▶ _EXERCISE OBJECTIVE_: In the summary of British Cabinet debates from 1900 to 1902, which country did Britain finally conclude an alliance with?

▶ _DOCUMENT EXTRACT_:
According to G.W. Monger's summary of the Cabinet debates in 1900 to 1902:Chamberlain advocated ending Britain's isolation by concluding an alliance with Germany; Salisbury resisted change. With the new crisis in China caused by the Boxer rising and Lansdowne's appointment to the Foreign Office in 1900, those who advocated a change won the upper hand. Lansdowne in turn attempted to reach an agreement with Germany and a settlement with Russia but failed. In the end Britain concluded an alliance with Japan. The decision of 1901 was momentous; British policy had been guided by events, but Lansdowne had no real understanding of these events. The change of policy had been forced on him and was a confession of Britain's weakness.

▶ _DATASET EXCERPTS_:
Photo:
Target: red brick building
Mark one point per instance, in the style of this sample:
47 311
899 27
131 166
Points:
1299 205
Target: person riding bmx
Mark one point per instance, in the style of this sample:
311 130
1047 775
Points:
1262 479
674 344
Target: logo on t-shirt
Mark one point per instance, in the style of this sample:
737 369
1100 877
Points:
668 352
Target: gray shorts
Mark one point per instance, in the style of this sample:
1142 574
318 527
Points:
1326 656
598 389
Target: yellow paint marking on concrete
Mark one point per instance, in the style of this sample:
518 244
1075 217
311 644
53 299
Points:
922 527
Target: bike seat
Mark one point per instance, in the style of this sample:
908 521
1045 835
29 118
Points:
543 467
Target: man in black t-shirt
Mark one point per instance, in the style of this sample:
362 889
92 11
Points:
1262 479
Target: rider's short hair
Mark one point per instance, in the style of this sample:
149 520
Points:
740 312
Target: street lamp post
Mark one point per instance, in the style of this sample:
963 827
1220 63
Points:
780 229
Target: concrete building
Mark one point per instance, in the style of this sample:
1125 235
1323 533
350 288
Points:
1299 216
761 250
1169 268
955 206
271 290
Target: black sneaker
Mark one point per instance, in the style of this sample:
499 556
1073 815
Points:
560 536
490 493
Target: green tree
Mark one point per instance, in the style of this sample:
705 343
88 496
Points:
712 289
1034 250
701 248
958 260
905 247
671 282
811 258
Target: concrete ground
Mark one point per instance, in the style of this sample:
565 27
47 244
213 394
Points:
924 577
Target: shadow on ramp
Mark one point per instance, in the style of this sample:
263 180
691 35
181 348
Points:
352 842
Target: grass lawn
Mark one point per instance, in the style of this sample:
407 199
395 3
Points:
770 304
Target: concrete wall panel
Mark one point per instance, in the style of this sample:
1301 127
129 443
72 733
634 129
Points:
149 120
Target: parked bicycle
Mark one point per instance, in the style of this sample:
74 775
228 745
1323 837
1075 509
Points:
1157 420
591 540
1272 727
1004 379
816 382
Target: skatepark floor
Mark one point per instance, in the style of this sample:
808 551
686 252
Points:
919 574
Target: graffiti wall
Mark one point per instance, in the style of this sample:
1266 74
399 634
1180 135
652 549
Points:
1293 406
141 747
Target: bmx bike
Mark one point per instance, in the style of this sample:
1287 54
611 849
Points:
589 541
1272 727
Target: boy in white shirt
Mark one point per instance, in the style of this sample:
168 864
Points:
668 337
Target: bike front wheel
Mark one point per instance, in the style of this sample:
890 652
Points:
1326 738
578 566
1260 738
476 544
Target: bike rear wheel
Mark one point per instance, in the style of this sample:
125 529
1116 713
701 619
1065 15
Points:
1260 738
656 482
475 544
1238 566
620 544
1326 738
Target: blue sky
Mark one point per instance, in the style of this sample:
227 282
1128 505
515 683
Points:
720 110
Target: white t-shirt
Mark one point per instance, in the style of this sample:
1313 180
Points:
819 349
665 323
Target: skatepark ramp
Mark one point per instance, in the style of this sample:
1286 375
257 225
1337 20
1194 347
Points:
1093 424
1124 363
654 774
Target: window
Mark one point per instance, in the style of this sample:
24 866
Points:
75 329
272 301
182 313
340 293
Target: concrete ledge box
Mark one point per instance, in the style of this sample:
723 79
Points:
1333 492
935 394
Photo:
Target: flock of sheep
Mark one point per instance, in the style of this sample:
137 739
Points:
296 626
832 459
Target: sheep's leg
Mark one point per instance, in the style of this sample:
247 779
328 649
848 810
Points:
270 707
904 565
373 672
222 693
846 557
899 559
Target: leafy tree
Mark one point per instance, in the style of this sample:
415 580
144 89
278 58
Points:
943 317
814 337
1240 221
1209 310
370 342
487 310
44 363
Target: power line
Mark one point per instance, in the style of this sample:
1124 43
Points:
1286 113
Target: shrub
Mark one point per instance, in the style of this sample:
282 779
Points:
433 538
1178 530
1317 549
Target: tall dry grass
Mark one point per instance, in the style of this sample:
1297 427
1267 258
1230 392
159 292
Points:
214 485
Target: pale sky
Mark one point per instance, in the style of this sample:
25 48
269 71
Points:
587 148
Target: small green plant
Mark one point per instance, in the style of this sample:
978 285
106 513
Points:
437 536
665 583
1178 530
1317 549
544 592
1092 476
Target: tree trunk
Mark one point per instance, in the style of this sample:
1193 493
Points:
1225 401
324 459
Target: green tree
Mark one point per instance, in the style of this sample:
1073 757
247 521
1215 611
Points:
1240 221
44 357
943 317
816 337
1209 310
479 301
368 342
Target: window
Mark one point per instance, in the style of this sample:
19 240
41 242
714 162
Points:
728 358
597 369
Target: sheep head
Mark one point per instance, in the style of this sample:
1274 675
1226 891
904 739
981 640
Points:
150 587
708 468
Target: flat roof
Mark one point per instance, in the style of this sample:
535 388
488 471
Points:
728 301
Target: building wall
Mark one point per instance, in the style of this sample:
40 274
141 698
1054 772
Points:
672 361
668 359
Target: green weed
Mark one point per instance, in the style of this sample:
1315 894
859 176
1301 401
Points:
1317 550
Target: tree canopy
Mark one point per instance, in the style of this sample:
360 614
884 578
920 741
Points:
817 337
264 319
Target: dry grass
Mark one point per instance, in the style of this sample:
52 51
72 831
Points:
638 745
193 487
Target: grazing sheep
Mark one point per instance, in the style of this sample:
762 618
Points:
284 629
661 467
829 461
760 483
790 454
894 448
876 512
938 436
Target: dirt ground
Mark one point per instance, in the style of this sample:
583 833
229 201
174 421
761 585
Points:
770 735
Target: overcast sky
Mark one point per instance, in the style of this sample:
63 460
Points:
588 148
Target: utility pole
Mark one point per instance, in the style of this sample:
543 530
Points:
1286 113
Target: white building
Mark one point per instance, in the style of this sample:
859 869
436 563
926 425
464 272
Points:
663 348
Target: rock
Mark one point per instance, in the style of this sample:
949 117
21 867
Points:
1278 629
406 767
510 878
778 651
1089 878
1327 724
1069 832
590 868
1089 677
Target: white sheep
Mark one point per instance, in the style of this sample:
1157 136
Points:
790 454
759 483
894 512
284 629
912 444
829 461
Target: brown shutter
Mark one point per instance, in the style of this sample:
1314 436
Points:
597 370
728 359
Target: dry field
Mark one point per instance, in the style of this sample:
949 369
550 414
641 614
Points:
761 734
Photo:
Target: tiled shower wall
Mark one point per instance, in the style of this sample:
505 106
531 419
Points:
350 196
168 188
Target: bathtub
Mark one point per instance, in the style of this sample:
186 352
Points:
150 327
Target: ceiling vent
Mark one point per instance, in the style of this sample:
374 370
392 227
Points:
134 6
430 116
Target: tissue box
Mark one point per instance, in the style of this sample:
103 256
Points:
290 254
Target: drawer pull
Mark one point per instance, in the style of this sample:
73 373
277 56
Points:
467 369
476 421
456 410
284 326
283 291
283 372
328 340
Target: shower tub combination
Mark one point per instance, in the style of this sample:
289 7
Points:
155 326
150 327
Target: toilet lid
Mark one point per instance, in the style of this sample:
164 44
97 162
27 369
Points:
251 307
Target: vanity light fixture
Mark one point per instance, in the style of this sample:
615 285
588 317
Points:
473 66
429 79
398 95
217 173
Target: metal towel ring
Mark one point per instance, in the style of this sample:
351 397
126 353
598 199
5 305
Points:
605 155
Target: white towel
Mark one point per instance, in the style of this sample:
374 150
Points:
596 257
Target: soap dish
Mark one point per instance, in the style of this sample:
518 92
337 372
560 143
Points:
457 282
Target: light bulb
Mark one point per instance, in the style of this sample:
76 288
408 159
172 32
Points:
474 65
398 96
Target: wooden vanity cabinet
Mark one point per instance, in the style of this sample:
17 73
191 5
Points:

▶ _EXERCISE RESPONSE_: Japan.